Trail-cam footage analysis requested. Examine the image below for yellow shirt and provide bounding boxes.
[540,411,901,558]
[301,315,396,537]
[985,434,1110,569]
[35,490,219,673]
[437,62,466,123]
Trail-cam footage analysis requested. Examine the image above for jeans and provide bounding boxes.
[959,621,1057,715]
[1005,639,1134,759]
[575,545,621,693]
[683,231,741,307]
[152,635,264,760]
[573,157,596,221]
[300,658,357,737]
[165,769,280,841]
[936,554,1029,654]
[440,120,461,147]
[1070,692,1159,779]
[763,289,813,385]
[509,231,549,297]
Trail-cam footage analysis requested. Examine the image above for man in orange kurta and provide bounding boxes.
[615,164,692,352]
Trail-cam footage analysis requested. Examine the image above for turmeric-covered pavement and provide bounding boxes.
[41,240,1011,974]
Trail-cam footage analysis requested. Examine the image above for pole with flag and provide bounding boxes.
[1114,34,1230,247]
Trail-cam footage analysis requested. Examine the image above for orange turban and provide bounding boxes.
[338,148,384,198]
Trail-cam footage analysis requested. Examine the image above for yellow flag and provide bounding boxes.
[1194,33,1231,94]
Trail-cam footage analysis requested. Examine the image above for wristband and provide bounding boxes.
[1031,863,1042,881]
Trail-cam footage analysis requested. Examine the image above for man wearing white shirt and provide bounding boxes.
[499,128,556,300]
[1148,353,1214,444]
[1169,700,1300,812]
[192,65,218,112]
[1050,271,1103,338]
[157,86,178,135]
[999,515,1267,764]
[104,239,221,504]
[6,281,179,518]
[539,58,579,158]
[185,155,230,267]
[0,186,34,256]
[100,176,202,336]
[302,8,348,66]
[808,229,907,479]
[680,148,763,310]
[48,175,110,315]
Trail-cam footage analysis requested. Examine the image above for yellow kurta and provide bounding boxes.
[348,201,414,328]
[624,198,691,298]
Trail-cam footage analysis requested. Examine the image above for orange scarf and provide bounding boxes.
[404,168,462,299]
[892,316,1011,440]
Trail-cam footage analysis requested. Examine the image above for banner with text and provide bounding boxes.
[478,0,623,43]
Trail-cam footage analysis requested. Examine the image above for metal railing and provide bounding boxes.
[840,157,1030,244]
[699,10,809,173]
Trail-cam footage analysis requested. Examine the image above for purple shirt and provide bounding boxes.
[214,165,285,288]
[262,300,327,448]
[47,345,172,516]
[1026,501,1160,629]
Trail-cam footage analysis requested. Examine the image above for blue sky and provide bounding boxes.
****
The output is every entry, printed exactly as it reads.

### WRITTEN ANSWER
Trail-cam footage analysis requested. Examine the image below for yellow shirt and provide bounding boxes.
[540,411,901,558]
[301,315,396,537]
[985,434,1110,569]
[35,490,219,673]
[437,62,466,123]
Trail-cam footage analysis requested. Examine the image above for jeans and provide bounding boxes.
[959,621,1057,715]
[1005,639,1134,759]
[575,545,621,693]
[683,231,741,307]
[152,635,264,760]
[573,157,596,221]
[300,658,357,737]
[165,769,280,841]
[936,554,1029,654]
[440,120,461,147]
[1070,692,1159,779]
[763,289,813,385]
[509,231,549,297]
Trail-cam footage analysis requested. Examine the image above for man in orange kurta and provide bounding boxes.
[615,164,692,352]
Trail-cam footage analysis requested. Examine the image above for turmeric-covered pavement and provide bounding boxes.
[41,240,1011,974]
Trail-cam footage analysis requested. Examine the image above for pole with flag and provide bounding boxes.
[1114,34,1230,247]
Trail-cam footage analysis requested. Examine the image above for orange turban and provide bounding boxes.
[338,148,384,198]
Trail-cam footage analysis requested. Examine the image above for yellow flag and provide bounding boxes.
[1194,33,1231,94]
Trail-cam footage analysis requested. Examine the image above for wristband and provide bounding boxes.
[1031,863,1042,881]
Trail-cam footage analysis requested. Examine the image above for man wearing white shirt and provide bounding boxes.
[499,128,556,300]
[1148,353,1214,444]
[1169,700,1300,812]
[192,65,218,112]
[1050,271,1103,338]
[157,86,178,135]
[999,515,1267,764]
[104,239,221,504]
[6,281,179,518]
[539,58,579,158]
[185,155,230,267]
[0,186,34,256]
[100,176,202,336]
[302,8,348,66]
[808,229,907,479]
[680,148,763,310]
[48,175,110,315]
Trail-cam footage analysis requested. Examine the image above for yellow kurta and provide bounding boxes.
[348,201,414,328]
[624,198,691,298]
Trail-cam footage analysis requested. Examine the image above for orange scarf and provide bounding boxes.
[404,168,462,299]
[892,316,1011,440]
Trail-cam footage analysis requested. Examine the image above for banner with text and provide bounding boxes.
[478,0,623,43]
Trail-cam footage analysis requested. Examine the image above for metal railing and provide bounding boxes.
[840,157,1030,244]
[699,10,809,173]
Trail-cam footage analysis requested. Examine the image above for purple shirt and provide bounding boxes.
[214,165,285,288]
[262,300,327,448]
[47,345,172,516]
[1026,501,1160,629]
Trail-cam footage analysis requested. Examine the image above for blue sky and provide bounding boxes.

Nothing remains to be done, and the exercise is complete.